● **What this task involves**
Look in the material below for the line holding "If you could drop a marker on the fence, one". Set it down exactly, with each later line up to and including the line holding "Target: wooden pole".

● **Available records**
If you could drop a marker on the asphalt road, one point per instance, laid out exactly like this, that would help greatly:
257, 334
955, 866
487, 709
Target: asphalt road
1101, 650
* * *
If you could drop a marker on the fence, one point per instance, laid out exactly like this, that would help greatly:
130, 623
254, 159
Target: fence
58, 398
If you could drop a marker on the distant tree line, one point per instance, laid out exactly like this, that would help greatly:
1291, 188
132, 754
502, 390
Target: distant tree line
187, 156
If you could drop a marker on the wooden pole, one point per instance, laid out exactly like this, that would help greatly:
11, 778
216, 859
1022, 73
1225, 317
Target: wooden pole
==
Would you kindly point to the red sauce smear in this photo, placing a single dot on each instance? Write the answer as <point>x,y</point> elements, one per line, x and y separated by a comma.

● **Solution to the problem**
If you could drop a marker on the fence, one point per instance, laid out exactly like this, that would help greatly:
130, 623
254, 159
Target: fence
58, 398
If you could drop a marker on the distant tree line, one point per instance, laid out exactly like this, that would help greatly:
1291, 188
132, 754
502, 390
Target: distant tree line
187, 156
If you could drop a marker on the wooden pole, one point per instance, laid out exactly like this, that would help greatly:
11, 778
216, 859
1022, 73
1225, 317
Target: wooden pole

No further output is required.